BEGIN Data to examine
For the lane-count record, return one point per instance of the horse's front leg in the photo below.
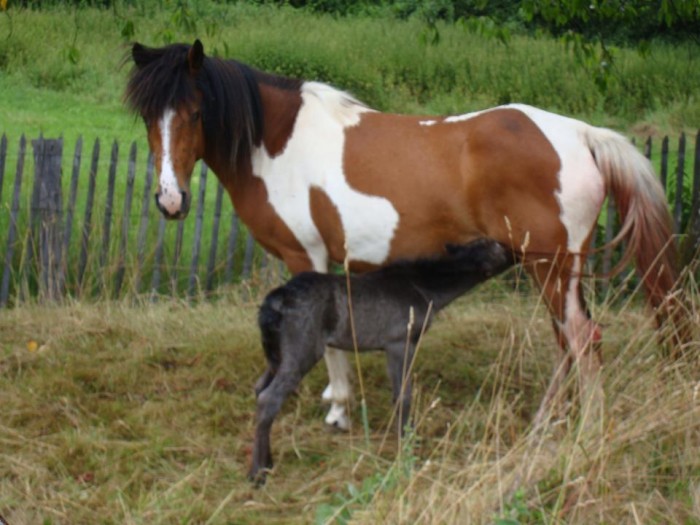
(338, 390)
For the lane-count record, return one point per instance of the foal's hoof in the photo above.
(327, 396)
(337, 418)
(259, 477)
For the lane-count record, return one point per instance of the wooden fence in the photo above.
(96, 234)
(87, 236)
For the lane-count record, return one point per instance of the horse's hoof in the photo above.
(337, 418)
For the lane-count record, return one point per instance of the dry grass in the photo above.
(130, 414)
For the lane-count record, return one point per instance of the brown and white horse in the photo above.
(317, 177)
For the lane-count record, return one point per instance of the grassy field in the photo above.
(135, 414)
(62, 74)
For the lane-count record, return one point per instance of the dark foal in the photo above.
(299, 319)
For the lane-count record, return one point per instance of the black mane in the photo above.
(232, 111)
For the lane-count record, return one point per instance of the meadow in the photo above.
(135, 414)
(141, 412)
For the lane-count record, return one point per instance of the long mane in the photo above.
(232, 110)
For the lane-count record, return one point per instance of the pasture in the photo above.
(116, 412)
(141, 412)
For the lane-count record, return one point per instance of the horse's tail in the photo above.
(646, 221)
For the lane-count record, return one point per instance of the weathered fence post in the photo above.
(691, 246)
(47, 216)
(12, 233)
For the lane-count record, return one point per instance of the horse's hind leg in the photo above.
(578, 336)
(399, 359)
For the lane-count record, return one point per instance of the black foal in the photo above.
(299, 319)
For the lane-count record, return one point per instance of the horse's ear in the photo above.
(195, 56)
(142, 57)
(453, 249)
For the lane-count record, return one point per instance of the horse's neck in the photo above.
(247, 192)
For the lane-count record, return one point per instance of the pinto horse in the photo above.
(318, 177)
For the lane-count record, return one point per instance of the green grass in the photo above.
(130, 414)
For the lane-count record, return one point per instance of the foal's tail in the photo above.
(646, 220)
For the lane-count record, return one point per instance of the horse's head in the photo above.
(163, 90)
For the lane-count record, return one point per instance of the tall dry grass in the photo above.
(116, 412)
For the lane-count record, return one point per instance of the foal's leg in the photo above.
(338, 389)
(578, 336)
(270, 400)
(399, 359)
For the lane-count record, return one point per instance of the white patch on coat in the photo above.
(313, 158)
(582, 187)
(170, 196)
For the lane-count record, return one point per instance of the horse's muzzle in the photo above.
(178, 214)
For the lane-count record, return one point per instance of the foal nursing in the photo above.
(299, 319)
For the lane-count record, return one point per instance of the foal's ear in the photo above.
(141, 55)
(195, 56)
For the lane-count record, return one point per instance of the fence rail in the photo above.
(105, 238)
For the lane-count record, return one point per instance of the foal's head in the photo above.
(194, 107)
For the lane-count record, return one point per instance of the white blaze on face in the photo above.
(170, 196)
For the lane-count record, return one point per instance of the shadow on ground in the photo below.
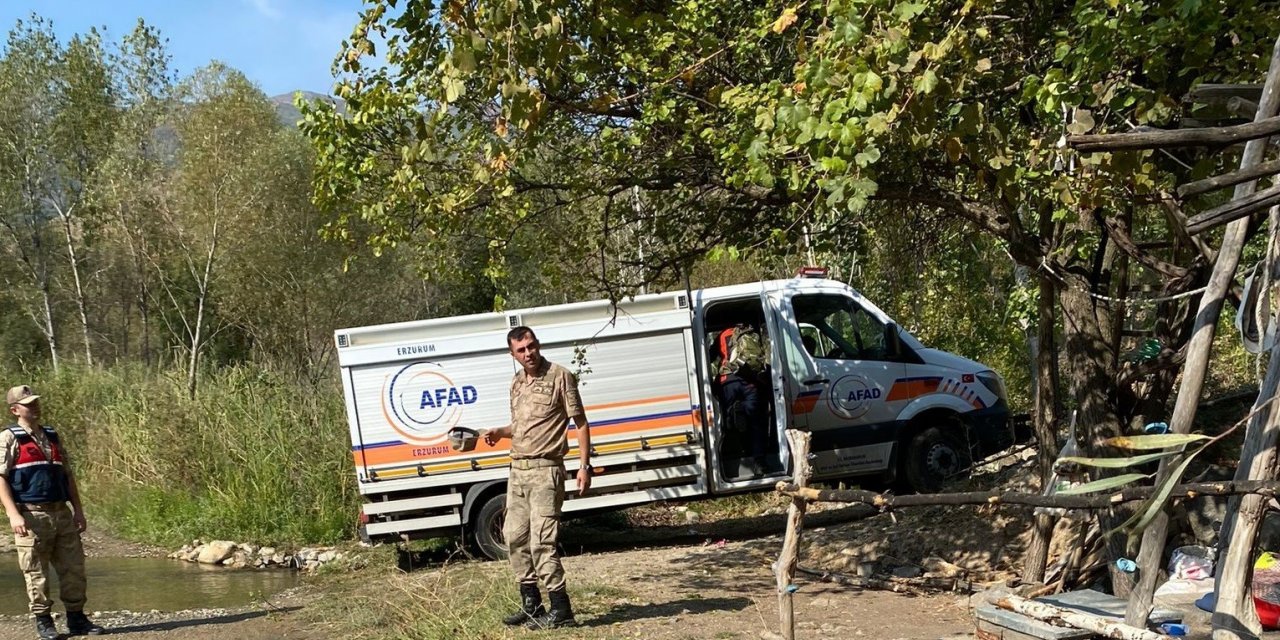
(684, 607)
(597, 535)
(197, 622)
END Data to examine
Leave the pictures out, and copy exactly each line from the one containing "rail in the photo above." through the final line of the data.

Result of the exercise:
For the lane-count record, return one point per instance of the fence rail in the photo above.
(105, 238)
For the lane-count record, return one point per instance of the foal's head in the photo above.
(194, 107)
For the lane-count record, return one point per instance of the white blaze on face in the photo above.
(170, 196)
For the lane-count record, return one point per instance of the shadow on ground in the photo below.
(684, 607)
(597, 535)
(197, 622)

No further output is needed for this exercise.